Answer these questions from the text below on cluster analysis in mlr3:
1. Which resampling strategy can be set for "learner_cv" to evaluate predictions on the training data?
2. What does the target field of TaskClust return if it is accessed?
3. What does the assignments field of LearnerClust return if it is accessed before training?

#### Text block
────

Note that we can set rsmp("intask") as a resampling strategy for “learner_cv” in order to evaluate predictions on the “training” data. This is generally not advised, as it might lead to over-fitting on the thresholds but can significantly reduce runtime.

For more information, see the post on Threshold Tuning on the mlr3 gallery.

8.8 Cluster Analysis

Cluster analysis is a type of unsupervised machine learning where the goal is to group data into clusters, where each cluster contains similar observations. The similarity is based on specified metrics that are task and application dependent. Cluster analysis is closely related to classification in a sense that each observation needs to be assigned to a cluster or a class. However, unlike classification problems where each observation is labeled, clustering works on data sets without true labels or class assignments.

The package mlr3cluster extends mlr3 with the following objects for cluster analysis:

Since clustering is a type of unsupervised learning, TaskClust is slightly different from TaskRegr and TaskClassif objects. More specifically:

  • truth() function is missing because observations are not labeled.
  • target field is empty and will return character(0) if accessed anyway.

Additionally, LearnerClust provides two extra fields that are absent from supervised learners:

  • assignments returns cluster assignments for training data. It return NULL if accessed before training.
  • save_assignments is a boolean field that controls whether or not to store training set assignments in a learner.

Finally, PredictionClust contains additional two fields:

  • partition stores cluster partitions.
  • prob stores cluster probabilities for each observation.

────

#### Material
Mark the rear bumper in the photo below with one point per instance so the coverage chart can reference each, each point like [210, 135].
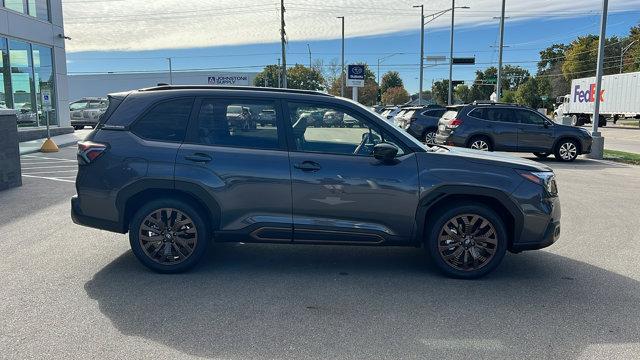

────

#### The answer
1. rsmp("intask")
2. character(0)
3. NULL